* **Travail demandé**
Recopiez le passage de l'article sur Livre pour adultes en commençant à « L’ouvrage se présente » et en terminant à « insolite, et attachant. », et renommez « album » en « cahier ».

Benoît Duteurtre, Livre pour adultes, Étienne de Montety , Le Figaro Littéraire, 8 septembre 2016

Benoît Duteurtre, Livre pour adultes, Étienne de Montety , Le Figaro Littéraire, 8 septembre 2016Quand la sagesse vient à Duteurtre

 

Le titre est provocateur, suggérant un contenu licencieux, qui nécessiterait des yeux et un esprit avertis. On cherchera en vain dans le livre de Benoît Duteurtre un quelconque outrage aux bonnes moeurs. Quoique. Dans ce Livre pour adultes, il n’en a pas fini de bousculer quelques-unes des plus belles vaches sacrées de notre temps.
L’ouvrage se présente comme un album formé de collages, comme les jeunes filles en fabriquaient jadis. En guise de photos, de vers et de dessins, il produit des souvenirs personnels aussi bien que des textes tirés de son imagination. On y retrouve l’essentiel des sujets qui l’occupent depuis bientôt trente ans : sa famille, ses régions de prédilection, Paris, la Normandie et les Vosges, la musique, le progrès et sa vanité, la technologie et les menaces qu’elle fait peser sur les libertés, sous couvert d’en créer de nouvelles. Le tout formant un ensemble insolite, et attachant.

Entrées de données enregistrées
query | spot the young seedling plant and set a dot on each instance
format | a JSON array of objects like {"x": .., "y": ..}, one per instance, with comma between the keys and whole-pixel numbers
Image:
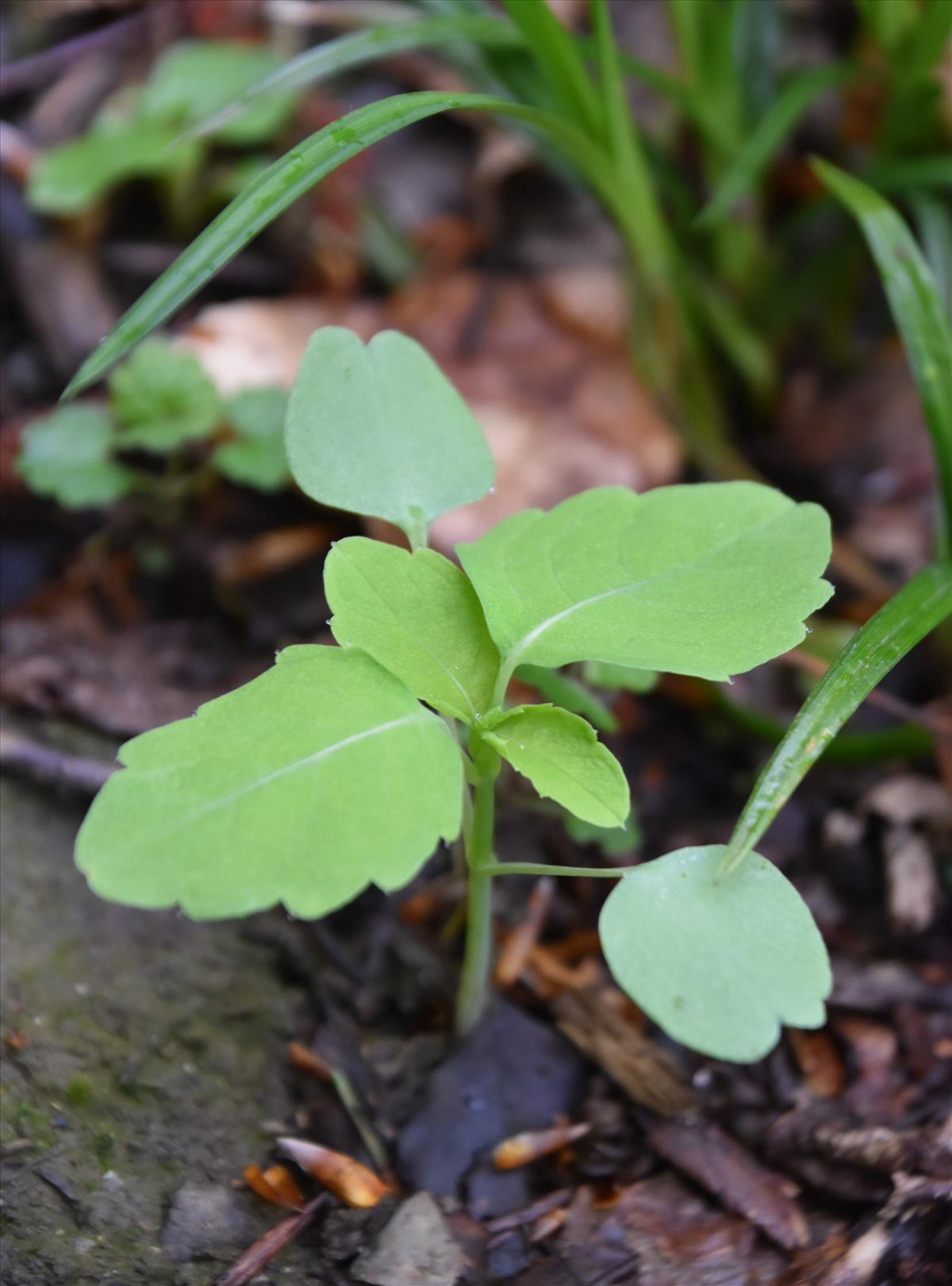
[
  {"x": 345, "y": 766},
  {"x": 163, "y": 434}
]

* **Solution rédigée**
L’ouvrage se présente comme un cahier formé de collages, comme les jeunes filles en fabriquaient jadis. En guise de photos, de vers et de dessins, il produit des souvenirs personnels aussi bien que des textes tirés de son imagination. On y retrouve l’essentiel des sujets qui l’occupent depuis bientôt trente ans : sa famille, ses régions de prédilection, Paris, la Normandie et les Vosges, la musique, le progrès et sa vanité, la technologie et les menaces qu’elle fait peser sur les libertés, sous couvert d’en créer de nouvelles. Le tout formant un ensemble insolite, et attachant.